***** Extrait du texte
Un honorable membre vous saisit d'une proposition qui vous met en face du parti du renversement. Je vous le demande, Messieurs, reculerezvous? pour moi, c'est uniquement la question. Je n'accepte pas toutes les objections prises dans les considérations de législation, dans le droit commun; je n'accepte pas non plus l'espèce de plaidoirie que vous avez entendu de la part des adversaires de la proposition. Je remarque que toutes les objections portent sur des considérations complètement étrangères à la situation politique et aux droits de la Chambre. De toutes ces objections, la première, la plus louable que vous avez entendue bien des fois et que vous entendrez encore avant la fin de la séance, c'est que vous ne pouvez pas être juge dans votre propre

cause.

C'est la destinée commune des pouvoirs politiques que d'être juges dans leur propre cause. Ils n'ont point de juge supérieur qui prononce entre eux et les partís qu'ils répriment; ils ne relèvent que d'eux-mêmes, de leur raison, de leur justice. L'histoire, l'opinion publique, peut les juger, mais légalement ils ne reconnaissent point d'arbitre au-dessus d'eux. Les lois s'efforcent de rendre le pouvoir judiciaire étranger à tout, aux influences, aux intérêts même qui l'environnent; mais les pouvoirs politiques constitués pour faire triompher une opinion, pour réaliser le vœu du pays, ne sauraient être placés dans cette sorte d'impartialité officielle. Les actes du gouvernement sont toujours des jugements rendus par le gouvernement dans sa propre cause. Ainsi, un pouvoir politique doit être juste et raisonnable, mais désintéressé, mais impassible, il ne peut l'être.

Cela est tellement vrai, que tous les corps politiques dans tous les pays, sont revêtus du pouvoir qu'on vous propose d'exercer. Je ne parlerai pas du parlement d'Angleterre. Tout le monde connaît l'étendue de son pouvoir à cet égard, et on ne manquerait pas de m'opposer l'objection tirée de la différence des deux pays. Je citerai un gouvernement qu'on a déjà cité à cette tribune, Les Etats-Unis. Tout le monde sait que le congrès a le même pouvoir à cet égard que le parlement en Angleterre. Je demanderai à la Chambre de citer quelques faits, je les prends dans un ouvrage qui se recommande par le nom de son auteur; c'est une compilation des règlements suivis au congrès des Etats-Unis, compilation recommandée par le nom de l'illustre Jefferson.

«Les Chambres ayant par la Constitution le droit de faire toutes les lois nécessaires pour mettre à exécution les pouvoirs qui leur sont donnés, elles ont celui de faire des lois pour donner plein effet à leurs priviléges.
**********
***** Extraits de données
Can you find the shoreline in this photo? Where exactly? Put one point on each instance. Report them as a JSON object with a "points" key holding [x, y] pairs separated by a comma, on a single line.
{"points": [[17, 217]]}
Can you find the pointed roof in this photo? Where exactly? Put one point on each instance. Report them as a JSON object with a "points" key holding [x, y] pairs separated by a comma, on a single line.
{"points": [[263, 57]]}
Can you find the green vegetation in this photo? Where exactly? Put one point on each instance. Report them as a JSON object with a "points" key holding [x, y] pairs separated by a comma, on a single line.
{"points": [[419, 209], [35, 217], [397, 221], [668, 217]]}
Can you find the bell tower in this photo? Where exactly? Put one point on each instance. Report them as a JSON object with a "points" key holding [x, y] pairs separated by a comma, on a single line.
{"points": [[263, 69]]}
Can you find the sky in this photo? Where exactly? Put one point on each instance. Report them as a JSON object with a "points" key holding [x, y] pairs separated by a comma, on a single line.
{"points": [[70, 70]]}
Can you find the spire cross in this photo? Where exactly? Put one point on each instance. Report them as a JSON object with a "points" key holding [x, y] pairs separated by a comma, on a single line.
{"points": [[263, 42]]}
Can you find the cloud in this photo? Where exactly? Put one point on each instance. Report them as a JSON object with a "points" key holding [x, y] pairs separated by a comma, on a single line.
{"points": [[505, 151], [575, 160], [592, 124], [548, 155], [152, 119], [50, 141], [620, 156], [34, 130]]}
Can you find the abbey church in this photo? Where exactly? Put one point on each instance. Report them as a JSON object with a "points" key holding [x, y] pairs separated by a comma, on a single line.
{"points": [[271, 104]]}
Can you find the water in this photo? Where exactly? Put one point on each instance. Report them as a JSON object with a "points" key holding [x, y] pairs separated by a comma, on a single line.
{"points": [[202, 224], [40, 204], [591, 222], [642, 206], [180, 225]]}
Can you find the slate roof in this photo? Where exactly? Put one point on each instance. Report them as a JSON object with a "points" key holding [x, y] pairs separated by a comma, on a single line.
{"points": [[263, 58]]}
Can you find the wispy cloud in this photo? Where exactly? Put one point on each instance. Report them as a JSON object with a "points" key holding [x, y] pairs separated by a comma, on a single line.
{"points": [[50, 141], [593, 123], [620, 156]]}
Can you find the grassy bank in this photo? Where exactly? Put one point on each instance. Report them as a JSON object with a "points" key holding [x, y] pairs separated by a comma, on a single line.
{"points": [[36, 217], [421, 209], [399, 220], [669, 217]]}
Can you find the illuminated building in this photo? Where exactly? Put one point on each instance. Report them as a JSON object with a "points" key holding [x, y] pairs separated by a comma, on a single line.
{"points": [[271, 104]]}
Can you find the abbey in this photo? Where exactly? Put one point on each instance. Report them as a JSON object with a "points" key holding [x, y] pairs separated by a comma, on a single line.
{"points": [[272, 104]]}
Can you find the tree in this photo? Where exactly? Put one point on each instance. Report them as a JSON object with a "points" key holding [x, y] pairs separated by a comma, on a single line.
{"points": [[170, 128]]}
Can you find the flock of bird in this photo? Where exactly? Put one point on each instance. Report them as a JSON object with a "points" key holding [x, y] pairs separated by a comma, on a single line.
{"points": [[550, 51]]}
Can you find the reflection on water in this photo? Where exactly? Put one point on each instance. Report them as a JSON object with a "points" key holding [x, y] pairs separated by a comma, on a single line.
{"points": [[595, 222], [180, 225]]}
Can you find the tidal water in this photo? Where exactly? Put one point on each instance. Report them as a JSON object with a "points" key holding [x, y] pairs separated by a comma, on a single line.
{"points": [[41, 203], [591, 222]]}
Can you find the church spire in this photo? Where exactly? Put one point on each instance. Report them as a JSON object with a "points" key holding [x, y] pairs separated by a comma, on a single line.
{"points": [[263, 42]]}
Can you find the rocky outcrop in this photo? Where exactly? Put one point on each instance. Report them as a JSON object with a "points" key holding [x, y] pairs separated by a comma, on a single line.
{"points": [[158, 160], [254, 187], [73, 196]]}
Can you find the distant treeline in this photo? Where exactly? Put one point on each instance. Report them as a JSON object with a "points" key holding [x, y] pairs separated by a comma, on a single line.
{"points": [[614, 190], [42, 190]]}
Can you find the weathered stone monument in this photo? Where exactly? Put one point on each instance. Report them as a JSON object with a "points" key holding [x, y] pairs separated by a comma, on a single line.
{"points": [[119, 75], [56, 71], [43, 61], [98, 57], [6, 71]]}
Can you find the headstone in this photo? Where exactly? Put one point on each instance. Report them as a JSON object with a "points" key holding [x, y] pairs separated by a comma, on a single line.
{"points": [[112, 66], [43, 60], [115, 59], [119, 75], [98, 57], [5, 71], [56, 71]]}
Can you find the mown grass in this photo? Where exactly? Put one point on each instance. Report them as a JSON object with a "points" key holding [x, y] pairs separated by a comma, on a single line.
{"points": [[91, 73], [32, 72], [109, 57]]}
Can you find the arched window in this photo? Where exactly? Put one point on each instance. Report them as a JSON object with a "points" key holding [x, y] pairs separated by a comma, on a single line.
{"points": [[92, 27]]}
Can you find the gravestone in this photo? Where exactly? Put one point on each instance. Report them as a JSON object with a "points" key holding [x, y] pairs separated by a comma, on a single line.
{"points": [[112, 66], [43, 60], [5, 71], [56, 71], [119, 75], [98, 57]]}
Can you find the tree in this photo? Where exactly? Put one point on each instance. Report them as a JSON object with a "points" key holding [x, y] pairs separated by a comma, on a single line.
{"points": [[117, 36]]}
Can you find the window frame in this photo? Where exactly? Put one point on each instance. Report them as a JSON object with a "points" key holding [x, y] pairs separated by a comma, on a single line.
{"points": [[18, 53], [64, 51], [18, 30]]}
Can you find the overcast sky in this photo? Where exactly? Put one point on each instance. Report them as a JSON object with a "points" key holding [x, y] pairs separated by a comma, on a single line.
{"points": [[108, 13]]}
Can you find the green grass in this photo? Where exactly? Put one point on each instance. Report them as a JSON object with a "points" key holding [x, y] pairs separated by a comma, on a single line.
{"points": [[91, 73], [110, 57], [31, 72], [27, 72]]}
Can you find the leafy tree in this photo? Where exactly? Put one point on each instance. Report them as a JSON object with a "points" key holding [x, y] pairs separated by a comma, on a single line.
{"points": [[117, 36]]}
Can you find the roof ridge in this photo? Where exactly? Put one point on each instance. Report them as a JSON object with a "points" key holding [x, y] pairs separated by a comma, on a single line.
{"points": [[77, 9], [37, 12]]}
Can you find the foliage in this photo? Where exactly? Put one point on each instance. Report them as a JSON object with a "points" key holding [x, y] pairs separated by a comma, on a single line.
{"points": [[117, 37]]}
**********
* _Consignes_:
(a) D'après le discours à la Chambre, dans quel ouvrage l'orateur prend-il les faits qu'il cite sur le congrès des États-Unis ?
(b) Reprenez le discours à la Chambre juste après sa dernière phrase et poursuivez-le sur quelques paragraphes.

* _Réponses par consigne_:
(a) Dans une compilation des règlements suivis au congrès des États-Unis, recommandée par le nom de Jefferson.

(b)
Un de ces priviléges est que nul membre ne peut être maltraité dans sa personne, soit de fait, soit par écrit ou de paroles.

«En décembre 1795, la Chambre des représentants fit arrêter deux personnes nommées Randost et Whitney, pour avoir essayé de corrompre quelques-uns de ses membres, ce qui était considéré comme une insulte envers la Chambre, et une violation de ses priviléges. Les faits étant prouvés, Whitney fut condamné à 15 jours et Randost à 3 semaines de prison, et à être blâmés par l'orateur.

«L'éditeur de l'Union, dans son journal du 19 février 1800, ayant inséré des articles diffamatoires sur le sénat, et ne s'étant point rendu

à la citation qu'il avait reçue pour comparaître, fut arrêté par ordre du sénat... »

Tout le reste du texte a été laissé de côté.